**TRY IT**
Below are some records. Print all of them exactly as they appear.

**GIVEN INFORMATION**
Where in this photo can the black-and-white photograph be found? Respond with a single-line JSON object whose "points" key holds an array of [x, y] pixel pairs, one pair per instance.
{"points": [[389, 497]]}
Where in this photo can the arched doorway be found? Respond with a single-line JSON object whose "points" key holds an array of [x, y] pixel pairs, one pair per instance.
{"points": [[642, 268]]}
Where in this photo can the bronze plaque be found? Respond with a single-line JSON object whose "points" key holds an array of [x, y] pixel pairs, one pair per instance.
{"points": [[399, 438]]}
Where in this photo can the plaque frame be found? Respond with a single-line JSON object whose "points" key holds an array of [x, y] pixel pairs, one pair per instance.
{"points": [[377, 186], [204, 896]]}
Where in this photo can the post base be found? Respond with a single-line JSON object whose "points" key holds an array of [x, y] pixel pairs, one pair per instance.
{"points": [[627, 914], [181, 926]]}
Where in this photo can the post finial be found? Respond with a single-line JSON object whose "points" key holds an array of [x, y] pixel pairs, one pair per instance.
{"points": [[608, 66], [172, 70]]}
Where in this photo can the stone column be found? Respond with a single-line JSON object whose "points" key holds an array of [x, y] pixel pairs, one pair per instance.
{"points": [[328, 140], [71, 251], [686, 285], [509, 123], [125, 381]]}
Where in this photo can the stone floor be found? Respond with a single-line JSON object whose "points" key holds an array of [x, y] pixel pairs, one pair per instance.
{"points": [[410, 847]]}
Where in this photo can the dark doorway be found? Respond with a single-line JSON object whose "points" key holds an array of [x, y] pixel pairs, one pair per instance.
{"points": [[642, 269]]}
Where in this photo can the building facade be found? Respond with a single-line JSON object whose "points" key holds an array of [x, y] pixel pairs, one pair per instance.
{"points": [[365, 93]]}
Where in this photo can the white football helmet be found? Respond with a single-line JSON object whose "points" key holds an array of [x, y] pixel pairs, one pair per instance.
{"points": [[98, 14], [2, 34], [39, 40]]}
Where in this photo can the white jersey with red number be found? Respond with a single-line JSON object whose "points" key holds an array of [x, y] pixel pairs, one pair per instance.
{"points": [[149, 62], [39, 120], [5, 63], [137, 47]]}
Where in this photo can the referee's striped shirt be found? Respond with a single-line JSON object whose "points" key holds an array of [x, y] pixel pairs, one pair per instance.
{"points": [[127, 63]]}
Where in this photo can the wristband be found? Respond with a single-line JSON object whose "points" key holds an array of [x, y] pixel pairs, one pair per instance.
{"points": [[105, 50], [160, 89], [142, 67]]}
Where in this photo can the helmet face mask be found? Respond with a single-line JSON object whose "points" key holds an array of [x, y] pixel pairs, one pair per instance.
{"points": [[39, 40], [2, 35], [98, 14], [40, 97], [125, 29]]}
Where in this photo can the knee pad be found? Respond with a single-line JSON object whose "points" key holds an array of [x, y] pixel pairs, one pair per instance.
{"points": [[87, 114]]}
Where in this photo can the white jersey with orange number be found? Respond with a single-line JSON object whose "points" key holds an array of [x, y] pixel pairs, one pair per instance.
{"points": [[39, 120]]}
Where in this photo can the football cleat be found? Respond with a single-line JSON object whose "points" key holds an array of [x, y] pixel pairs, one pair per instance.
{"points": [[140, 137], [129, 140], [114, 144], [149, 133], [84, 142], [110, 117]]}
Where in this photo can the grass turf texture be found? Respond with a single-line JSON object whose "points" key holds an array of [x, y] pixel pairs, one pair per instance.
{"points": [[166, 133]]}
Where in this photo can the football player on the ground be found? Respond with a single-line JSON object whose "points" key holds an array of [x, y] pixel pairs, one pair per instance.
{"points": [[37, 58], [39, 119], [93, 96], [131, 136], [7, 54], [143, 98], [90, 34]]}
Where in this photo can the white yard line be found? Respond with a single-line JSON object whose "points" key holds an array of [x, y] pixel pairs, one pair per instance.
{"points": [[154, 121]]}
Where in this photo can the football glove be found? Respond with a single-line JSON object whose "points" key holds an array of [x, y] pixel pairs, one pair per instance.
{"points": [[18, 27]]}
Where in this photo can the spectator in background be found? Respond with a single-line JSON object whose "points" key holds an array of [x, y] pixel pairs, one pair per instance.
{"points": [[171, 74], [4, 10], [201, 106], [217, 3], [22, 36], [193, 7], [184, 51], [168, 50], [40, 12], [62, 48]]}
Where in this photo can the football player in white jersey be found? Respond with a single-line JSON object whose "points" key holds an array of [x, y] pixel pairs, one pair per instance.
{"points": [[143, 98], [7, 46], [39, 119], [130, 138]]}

**ANSWER BELOW**
Where in this photo can the black-and-white photograph be found? Respond with a single-line JSON object whose "points" key holds an array of [x, y] pixel pairs, one pair per instance.
{"points": [[389, 497]]}
Where in this photo can the arched doorway be found? Respond with a single-line JSON object whose "points" key holds an array of [x, y] pixel pairs, one pair per instance.
{"points": [[642, 268]]}
Where in this photo can the bronze plaque be found? Respond with a single-line JSON object whose "points" key holds an array of [x, y] pixel pairs, one pair per instance.
{"points": [[399, 438]]}
Where in this photo can the plaque frame be found? Respond with a single-line JSON object whose "points" key holds an array of [x, y] pixel pairs, one pair per instance.
{"points": [[377, 186], [204, 896]]}
Where in this photo can the post base be found? Respond with a single-line JSON object whose "points" key holds an array of [x, y] pixel pairs, one pair per instance.
{"points": [[627, 914], [181, 926]]}
Where in this photo can the post finial be found? Respond with a single-line JSON object whose "points" key holds an array of [x, y] pixel pairs, one pair per instance.
{"points": [[608, 66], [172, 70]]}
Where in this photo can the stone column be found? Respond with a single-line JSON object whose "points" key holds an array of [x, y] pixel pairs, one pair per instance.
{"points": [[328, 140], [71, 251], [686, 285], [509, 123], [125, 381]]}
Where in this photo can the stone floor be found? Respond with a single-line JSON object whose "points" key holds an array of [x, y] pixel pairs, one pair per instance.
{"points": [[410, 847]]}
Where in this photo can the dark doorway be found? Respond with a single-line JSON object whose "points" key holds an array of [x, y] pixel pairs, one pair per instance.
{"points": [[642, 269]]}
Where in this photo can the building facade be found? Respond with a single-line JSON object whose "points" key holds an array of [x, y] pixel pairs, one pair per instance.
{"points": [[365, 93]]}
Where in this photo can the white football helmet be found? Respond with a single-line JSON object whose "points" key holds an array of [x, y] pixel pairs, one pair per instance.
{"points": [[98, 14], [2, 34], [39, 40]]}
Where in this photo can the white jersey with red number be found? Respond with a single-line JSON object whose "points" key holds an array of [x, y] pixel pairs, one pair per instance.
{"points": [[149, 62], [39, 120], [5, 63], [137, 47]]}
Where in this photo can the referee's striped shirt be found? Respond with a single-line JSON object whose "points" key holds an array of [x, y] pixel pairs, one pair per instance.
{"points": [[127, 63]]}
Where in this photo can the wristband be found? Respond with a single-line JSON object whose "points" key holds an array of [x, y] pixel pairs, one pair per instance.
{"points": [[105, 50], [160, 89], [142, 67]]}
Where in this photo can the helmet face mask be found? Respond with a single-line JSON object whose "points" key holds an array of [x, y] pixel pairs, one pair per instance.
{"points": [[39, 40], [2, 35], [98, 14], [40, 97], [125, 29]]}
Where in this photo can the knee pad be found? Respond with a single-line JSON object whose "points" key holds an array of [x, y] pixel pairs, one pair per instance.
{"points": [[87, 114]]}
Where in this photo can the white jersey with orange number be found? Respond with a single-line JSON object whose "points" key holds an array of [x, y] pixel pairs, one pair per instance.
{"points": [[39, 120]]}
Where in this photo can the football cleat be found? Respond with a single-line JSON object whose "points" key holds an array of [x, y] pixel pairs, one pair per instance.
{"points": [[140, 137], [129, 140], [114, 144], [149, 133], [84, 142], [110, 117]]}
Where in this photo can the grass turf texture be found? Respond with a single-line JSON object whose "points" key holds an array of [x, y] pixel pairs, one pair per instance.
{"points": [[166, 133]]}
Where in this photo can the football player on the ground be found? Respond with a single-line JSON object whose "points" key holds an array of [x, y] pixel pairs, one pair per instance.
{"points": [[37, 58], [39, 119], [93, 96], [131, 136], [7, 54], [143, 98], [90, 34]]}
Where in this photo can the white yard line be found? Respond with a single-line JSON object whose "points" key holds an array of [x, y] pixel pairs, one pair per instance.
{"points": [[154, 121]]}
Where in this photo can the football glove be found? Respond with a single-line JSON object whose "points" key holds an array of [x, y] pixel pairs, one pair per instance.
{"points": [[18, 27]]}
Where in this photo can the spectator in background be found? Respond with a single-line JSON object whose "points" key holds an array of [x, y] pixel pairs, one pair per instance.
{"points": [[171, 74], [4, 10], [201, 106], [217, 3], [22, 36], [193, 7], [184, 51], [168, 50], [40, 12], [62, 48]]}
Where in this photo can the football player in white jersey be found? Respond with a single-line JSON object whose "points" key holds an array of [x, y] pixel pairs, one pair per instance.
{"points": [[143, 98], [7, 46], [39, 119], [130, 138]]}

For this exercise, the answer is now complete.